(Source records)

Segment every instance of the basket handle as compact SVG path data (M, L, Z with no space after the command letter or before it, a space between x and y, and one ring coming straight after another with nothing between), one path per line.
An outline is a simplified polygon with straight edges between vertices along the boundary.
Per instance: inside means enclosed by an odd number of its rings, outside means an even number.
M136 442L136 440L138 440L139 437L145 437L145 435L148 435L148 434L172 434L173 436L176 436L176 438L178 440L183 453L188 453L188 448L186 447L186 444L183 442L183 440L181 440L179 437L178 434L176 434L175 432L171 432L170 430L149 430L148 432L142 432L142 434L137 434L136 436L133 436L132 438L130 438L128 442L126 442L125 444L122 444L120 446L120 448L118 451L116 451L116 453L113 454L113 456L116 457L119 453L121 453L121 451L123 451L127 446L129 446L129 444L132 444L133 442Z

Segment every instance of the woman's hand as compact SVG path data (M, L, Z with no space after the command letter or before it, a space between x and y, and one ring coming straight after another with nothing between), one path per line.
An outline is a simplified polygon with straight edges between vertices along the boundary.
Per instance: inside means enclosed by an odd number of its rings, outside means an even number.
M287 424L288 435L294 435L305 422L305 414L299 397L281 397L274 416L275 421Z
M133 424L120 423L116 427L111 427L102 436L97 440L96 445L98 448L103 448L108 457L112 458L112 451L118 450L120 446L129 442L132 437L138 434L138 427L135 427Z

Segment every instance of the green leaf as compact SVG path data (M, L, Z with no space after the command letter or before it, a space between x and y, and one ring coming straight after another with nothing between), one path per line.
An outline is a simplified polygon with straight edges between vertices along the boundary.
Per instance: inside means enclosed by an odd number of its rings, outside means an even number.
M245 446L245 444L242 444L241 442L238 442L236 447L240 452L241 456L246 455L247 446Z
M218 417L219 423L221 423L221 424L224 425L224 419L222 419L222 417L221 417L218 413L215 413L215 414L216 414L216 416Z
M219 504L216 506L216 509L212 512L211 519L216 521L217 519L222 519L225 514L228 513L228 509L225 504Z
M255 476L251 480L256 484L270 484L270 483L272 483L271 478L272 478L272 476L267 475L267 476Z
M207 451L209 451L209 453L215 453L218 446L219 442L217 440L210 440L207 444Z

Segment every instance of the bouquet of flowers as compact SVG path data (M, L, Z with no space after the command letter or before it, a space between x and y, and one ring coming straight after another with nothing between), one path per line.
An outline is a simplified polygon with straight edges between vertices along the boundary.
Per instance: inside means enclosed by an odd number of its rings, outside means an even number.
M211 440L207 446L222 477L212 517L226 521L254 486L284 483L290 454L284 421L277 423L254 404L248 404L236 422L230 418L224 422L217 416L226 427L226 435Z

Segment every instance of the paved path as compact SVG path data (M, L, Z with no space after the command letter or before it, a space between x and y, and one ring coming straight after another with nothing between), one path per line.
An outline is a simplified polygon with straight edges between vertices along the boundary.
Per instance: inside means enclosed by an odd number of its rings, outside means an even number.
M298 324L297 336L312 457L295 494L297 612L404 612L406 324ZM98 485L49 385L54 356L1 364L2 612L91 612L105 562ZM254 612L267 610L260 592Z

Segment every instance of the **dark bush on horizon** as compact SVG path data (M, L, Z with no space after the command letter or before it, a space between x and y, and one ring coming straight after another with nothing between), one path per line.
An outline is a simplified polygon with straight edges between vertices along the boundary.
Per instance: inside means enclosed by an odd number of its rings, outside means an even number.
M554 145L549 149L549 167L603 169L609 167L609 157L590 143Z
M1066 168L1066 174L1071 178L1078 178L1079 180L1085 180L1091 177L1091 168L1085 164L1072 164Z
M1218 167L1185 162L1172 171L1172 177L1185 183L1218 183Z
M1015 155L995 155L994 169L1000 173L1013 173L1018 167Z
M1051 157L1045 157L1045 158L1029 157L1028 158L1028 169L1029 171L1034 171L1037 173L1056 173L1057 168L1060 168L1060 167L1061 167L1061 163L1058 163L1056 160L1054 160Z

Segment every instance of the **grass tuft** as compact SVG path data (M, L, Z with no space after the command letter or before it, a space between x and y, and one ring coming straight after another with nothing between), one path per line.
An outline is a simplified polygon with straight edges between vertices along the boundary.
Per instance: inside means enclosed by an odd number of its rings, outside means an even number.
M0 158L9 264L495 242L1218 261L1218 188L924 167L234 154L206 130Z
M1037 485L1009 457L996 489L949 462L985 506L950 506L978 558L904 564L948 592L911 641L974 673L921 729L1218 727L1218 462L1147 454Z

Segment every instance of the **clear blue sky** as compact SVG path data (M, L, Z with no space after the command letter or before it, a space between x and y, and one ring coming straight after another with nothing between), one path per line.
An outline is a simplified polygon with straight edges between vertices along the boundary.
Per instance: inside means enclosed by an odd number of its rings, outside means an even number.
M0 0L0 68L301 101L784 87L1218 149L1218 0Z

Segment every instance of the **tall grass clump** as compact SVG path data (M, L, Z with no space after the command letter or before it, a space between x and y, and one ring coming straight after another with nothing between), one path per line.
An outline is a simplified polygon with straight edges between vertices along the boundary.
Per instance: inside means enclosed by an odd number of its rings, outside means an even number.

» What you have to do: Please express the lines from the one containing "Segment every instance of the woman's" up to and including the one containing "M133 424L120 423L116" as a numbered list, omitting any blank lines.

» Answer to the problem:
1. Segment every instance of the woman's hand as compact SVG path data (M, L, Z with no space after the command letter or before it, a space between x and y, and one ring coming straight after another with nothing between), one path per line.
2. An outline is a simplified polygon with straight edges between vertices along the boundary.
3. Per instance: inside means enclosed by an odd number of its rings, outside means an even number.
4. M287 424L288 435L294 435L305 422L305 414L299 397L281 397L274 416L275 421Z
5. M133 424L120 423L116 427L111 427L102 436L97 440L96 445L98 448L103 448L108 457L112 458L112 451L118 450L120 446L129 442L132 437L138 434L138 427L135 427Z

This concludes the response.